→ **Task goal**:
Please copy every one of the lines below word for word, leaving the pictures out of your answer.

**** Data for the task

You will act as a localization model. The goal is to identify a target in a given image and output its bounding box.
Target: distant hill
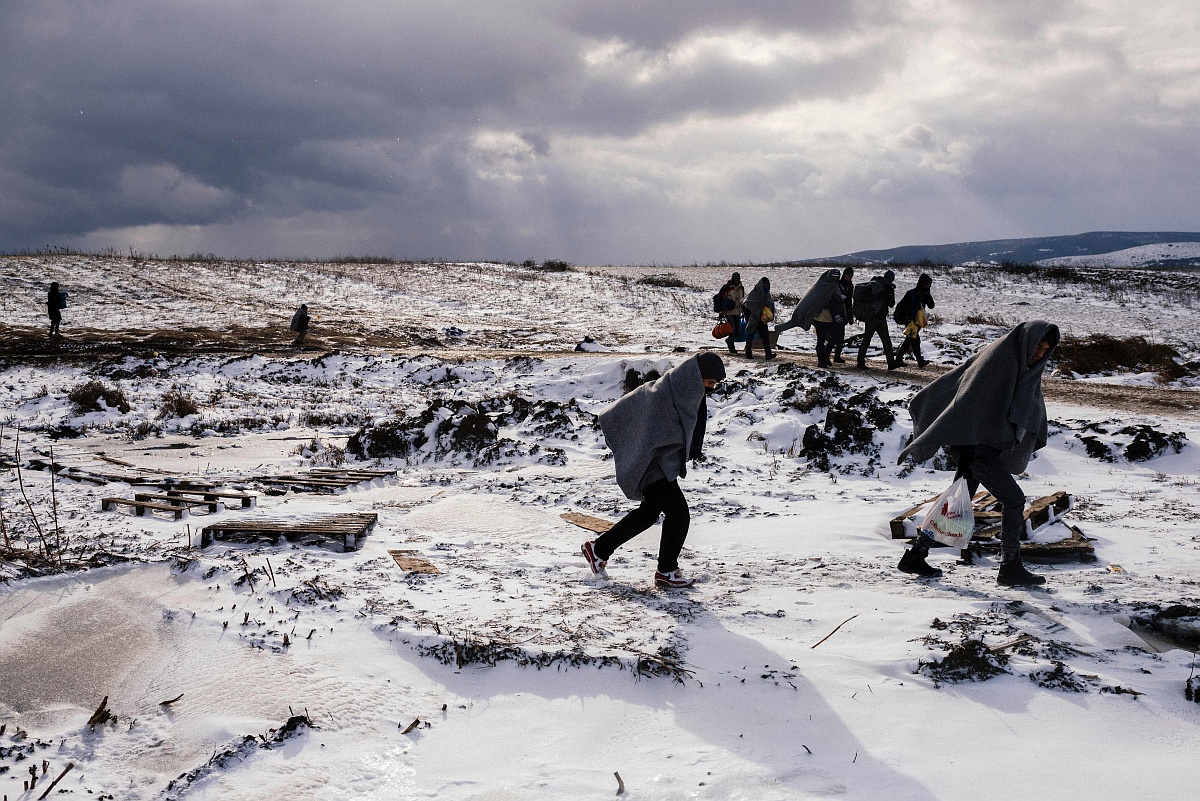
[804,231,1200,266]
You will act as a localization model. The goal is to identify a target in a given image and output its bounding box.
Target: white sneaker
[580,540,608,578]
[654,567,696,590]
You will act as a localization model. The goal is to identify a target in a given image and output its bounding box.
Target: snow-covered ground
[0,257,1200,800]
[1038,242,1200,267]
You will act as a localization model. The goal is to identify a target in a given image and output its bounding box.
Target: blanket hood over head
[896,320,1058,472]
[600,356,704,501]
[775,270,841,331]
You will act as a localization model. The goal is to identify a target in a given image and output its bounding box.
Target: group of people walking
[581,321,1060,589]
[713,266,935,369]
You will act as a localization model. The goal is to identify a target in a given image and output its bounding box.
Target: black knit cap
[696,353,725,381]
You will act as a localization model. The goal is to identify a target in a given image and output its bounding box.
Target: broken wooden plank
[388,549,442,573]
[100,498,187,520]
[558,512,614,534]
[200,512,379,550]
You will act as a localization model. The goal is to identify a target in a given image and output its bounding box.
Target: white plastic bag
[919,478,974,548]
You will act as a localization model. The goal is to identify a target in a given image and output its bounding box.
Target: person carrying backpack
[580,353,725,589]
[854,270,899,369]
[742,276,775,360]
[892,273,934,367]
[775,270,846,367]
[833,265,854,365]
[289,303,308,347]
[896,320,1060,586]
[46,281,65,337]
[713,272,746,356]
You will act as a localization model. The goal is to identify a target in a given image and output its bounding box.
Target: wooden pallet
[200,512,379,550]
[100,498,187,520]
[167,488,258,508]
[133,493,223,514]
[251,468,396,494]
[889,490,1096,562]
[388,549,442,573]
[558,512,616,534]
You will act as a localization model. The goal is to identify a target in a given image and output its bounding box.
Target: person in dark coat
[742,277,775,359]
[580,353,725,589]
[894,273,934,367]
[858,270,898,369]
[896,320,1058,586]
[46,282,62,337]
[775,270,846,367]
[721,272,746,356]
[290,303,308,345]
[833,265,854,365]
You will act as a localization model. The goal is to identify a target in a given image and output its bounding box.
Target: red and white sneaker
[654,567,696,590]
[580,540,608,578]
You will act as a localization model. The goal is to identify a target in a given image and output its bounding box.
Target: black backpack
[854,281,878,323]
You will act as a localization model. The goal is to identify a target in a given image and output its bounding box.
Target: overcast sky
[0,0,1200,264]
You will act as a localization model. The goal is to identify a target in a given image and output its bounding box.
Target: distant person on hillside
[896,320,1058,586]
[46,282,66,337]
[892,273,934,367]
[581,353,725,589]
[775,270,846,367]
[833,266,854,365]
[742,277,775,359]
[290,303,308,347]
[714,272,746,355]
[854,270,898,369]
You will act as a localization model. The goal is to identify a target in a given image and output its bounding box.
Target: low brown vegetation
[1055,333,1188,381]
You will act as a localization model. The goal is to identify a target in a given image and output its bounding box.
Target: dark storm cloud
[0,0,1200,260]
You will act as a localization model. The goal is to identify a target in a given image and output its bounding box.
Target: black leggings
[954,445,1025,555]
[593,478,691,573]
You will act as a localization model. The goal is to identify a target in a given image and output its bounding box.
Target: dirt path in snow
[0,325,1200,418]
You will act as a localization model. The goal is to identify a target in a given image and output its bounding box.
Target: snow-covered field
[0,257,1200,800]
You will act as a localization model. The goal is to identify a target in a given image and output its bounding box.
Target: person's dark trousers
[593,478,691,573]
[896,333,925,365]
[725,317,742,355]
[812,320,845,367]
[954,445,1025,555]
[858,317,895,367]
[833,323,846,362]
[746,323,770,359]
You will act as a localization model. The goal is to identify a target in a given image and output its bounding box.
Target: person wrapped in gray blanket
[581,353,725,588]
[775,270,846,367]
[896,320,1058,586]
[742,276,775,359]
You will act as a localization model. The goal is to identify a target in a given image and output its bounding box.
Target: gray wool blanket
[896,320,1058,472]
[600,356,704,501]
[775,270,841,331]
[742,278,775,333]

********

→ **Finished exercise**:
You will act as a localization model. The goal is to identify a target in a given image and output its bounding box.
Target: distant hill
[804,231,1200,266]
You will act as a localization model. The goal is to identify a target in a given image and output its bounding box.
Target: white sneaker
[580,540,608,578]
[654,567,696,590]
You will act as a localization model. The goal is to identify a target in a given image and output its bounding box.
Target: snow-covered ground
[0,257,1200,800]
[1038,242,1200,267]
You will act as a localization model. The goal is to identify a target in a given image and output its bounding box.
Target: blanket hood over head
[896,320,1058,472]
[600,356,704,501]
[775,270,841,331]
You will act as a localization model. The goal is to identify a target in a given image and output its bounding box.
Target: group of people walking
[581,321,1060,589]
[713,266,935,369]
You will act as a localization model. The goal is to identify a target in a given image and output its bounding box.
Target: black knit cap
[696,353,725,381]
You will act as a localization model. The goal is to identify a target in a given image and output its bounding box.
Target: broken wooden plank
[388,549,442,573]
[100,498,187,520]
[558,512,614,534]
[200,512,379,550]
You will act as a localization model. The goal is to identify a target in a given image and output its bounding box.
Target: white plastic bag
[919,478,974,548]
You will act as a localization model. The goal is to identify a target in a given image and output its bounding box.
Target: person carrying backpack
[580,353,725,589]
[854,270,899,369]
[742,276,775,360]
[892,273,934,367]
[775,270,846,367]
[833,265,854,365]
[289,303,308,347]
[896,320,1060,586]
[46,281,65,337]
[713,272,746,356]
You will act as a localization model. The goal is to identify a target in a given image and output its bounding box.
Target: wooden pallet
[200,512,379,550]
[100,498,187,520]
[167,488,258,508]
[133,493,223,514]
[251,468,396,494]
[889,490,1096,562]
[388,549,442,573]
[558,512,616,534]
You will act as a localization model. The goal is to identify a target in a given image and output its bounding box.
Target: person in dark coat
[742,277,775,359]
[580,353,725,589]
[894,273,934,367]
[858,270,898,369]
[896,320,1058,586]
[46,282,62,337]
[775,270,846,367]
[721,272,746,356]
[290,303,308,345]
[833,265,854,365]
You will act as a localization model. The goal is to identify a target in a given image and output its bounding box.
Target: red and white sneaker
[654,567,696,590]
[580,540,608,578]
You will act as a localization model. The goal is to identify a target in a given image and output its bounding box.
Target: black backpack
[854,281,878,323]
You will act as a localization model. The goal is to identify a target in a given image and output its bounding box.
Target: overcast sky
[0,0,1200,264]
You will act as a localization model. The goal is to identify a target in a given image and output its bounding box.
Target: distant person on hillside
[896,320,1058,586]
[46,282,66,337]
[892,273,934,367]
[581,353,725,589]
[775,270,846,367]
[833,266,854,365]
[742,277,775,359]
[290,303,308,347]
[714,272,746,355]
[854,270,898,369]
You will act as a localization model. The goal is to identify a target in a given image and output its bounding box.
Target: low brown vegetation
[1055,333,1188,381]
You will act as a localization model. The goal is to identify a target in a given image and output its bounding box.
Target: dark storm cloud
[0,0,1200,260]
You will act as a localization model. The goal is to identify a target in a given image and output its bounding box.
Target: black leggings
[954,445,1025,555]
[593,478,691,573]
You will act as a localization model. The goal is to identify a target in a given image and output its bounding box.
Target: dirt path in snow
[0,325,1200,418]
You will act as a localization model. The goal is to identify a target in a given image and output its bounding box.
Target: snow-covered field
[0,257,1200,800]
You will act as a localization model. The goal is to identify a target in a given image and output its bounding box.
Target: person's dark trousers
[593,478,691,573]
[896,333,925,365]
[725,317,742,355]
[812,320,845,367]
[954,445,1025,555]
[858,317,895,367]
[833,323,846,362]
[746,323,770,359]
You will act as a localization model. The goal is to identify a target in a given image and output its bounding box.
Target: person wrapped in gray blanket
[581,353,725,588]
[775,270,846,367]
[896,320,1058,586]
[742,276,775,359]
You will act as a localization model. The goal is to identify a target in a given image and output its bounding box.
Target: gray wool blanket
[896,320,1058,472]
[600,356,704,501]
[775,270,841,331]
[742,278,775,333]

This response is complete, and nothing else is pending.